• Written exercise: Copy each of the following records word for word, leaving nothing out and changing nothing.

** Start of Supplied entries **

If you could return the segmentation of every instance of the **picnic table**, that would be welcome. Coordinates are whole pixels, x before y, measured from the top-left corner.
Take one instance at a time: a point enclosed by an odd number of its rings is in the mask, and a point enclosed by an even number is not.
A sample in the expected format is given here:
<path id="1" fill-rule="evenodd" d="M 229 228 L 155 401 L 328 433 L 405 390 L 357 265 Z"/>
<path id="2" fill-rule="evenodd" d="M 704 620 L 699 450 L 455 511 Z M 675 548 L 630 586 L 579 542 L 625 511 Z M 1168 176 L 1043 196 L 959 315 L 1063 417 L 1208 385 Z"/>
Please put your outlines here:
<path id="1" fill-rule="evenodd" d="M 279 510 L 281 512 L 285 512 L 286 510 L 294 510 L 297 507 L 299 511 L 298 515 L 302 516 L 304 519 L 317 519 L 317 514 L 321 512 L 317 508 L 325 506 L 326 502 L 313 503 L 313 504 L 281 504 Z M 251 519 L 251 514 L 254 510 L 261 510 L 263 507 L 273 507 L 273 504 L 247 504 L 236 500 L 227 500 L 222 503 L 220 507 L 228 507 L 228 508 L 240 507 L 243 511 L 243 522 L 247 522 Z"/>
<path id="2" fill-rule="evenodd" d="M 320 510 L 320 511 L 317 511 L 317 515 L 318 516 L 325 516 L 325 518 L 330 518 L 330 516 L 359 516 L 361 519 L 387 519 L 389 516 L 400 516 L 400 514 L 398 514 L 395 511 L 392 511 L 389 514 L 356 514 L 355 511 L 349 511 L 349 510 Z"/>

** End of Supplied entries **

• Reply:
If you could return the segmentation of every instance of the **picnic table**, that would be welcome. Coordinates are whole pixels, x before y, measured from the top-left corner.
Take one instance at a time: a point enclosed by an odd number of its rings is in the mask, and a point enclosed by an even number is not.
A sample in the expected format is given here:
<path id="1" fill-rule="evenodd" d="M 229 228 L 155 401 L 328 433 L 405 390 L 357 265 Z"/>
<path id="2" fill-rule="evenodd" d="M 704 620 L 699 450 L 455 511 Z M 675 548 L 630 586 L 579 542 L 625 511 Z M 1168 176 L 1043 196 L 959 315 L 1063 417 L 1208 385 Z"/>
Please put your outlines here:
<path id="1" fill-rule="evenodd" d="M 279 510 L 281 512 L 285 512 L 286 510 L 294 510 L 297 507 L 299 511 L 298 515 L 302 516 L 304 519 L 317 519 L 317 514 L 321 512 L 317 508 L 325 506 L 326 502 L 313 503 L 313 504 L 281 504 Z M 251 519 L 251 514 L 254 510 L 261 510 L 263 507 L 273 507 L 273 504 L 247 504 L 236 500 L 227 500 L 222 503 L 220 507 L 228 507 L 228 508 L 240 507 L 243 511 L 243 522 L 247 522 Z"/>
<path id="2" fill-rule="evenodd" d="M 320 510 L 320 511 L 317 511 L 317 515 L 318 516 L 325 516 L 325 518 L 330 518 L 330 516 L 359 516 L 361 519 L 387 519 L 389 516 L 400 516 L 400 514 L 398 514 L 395 511 L 392 511 L 389 514 L 356 514 L 355 511 L 349 511 L 349 510 Z"/>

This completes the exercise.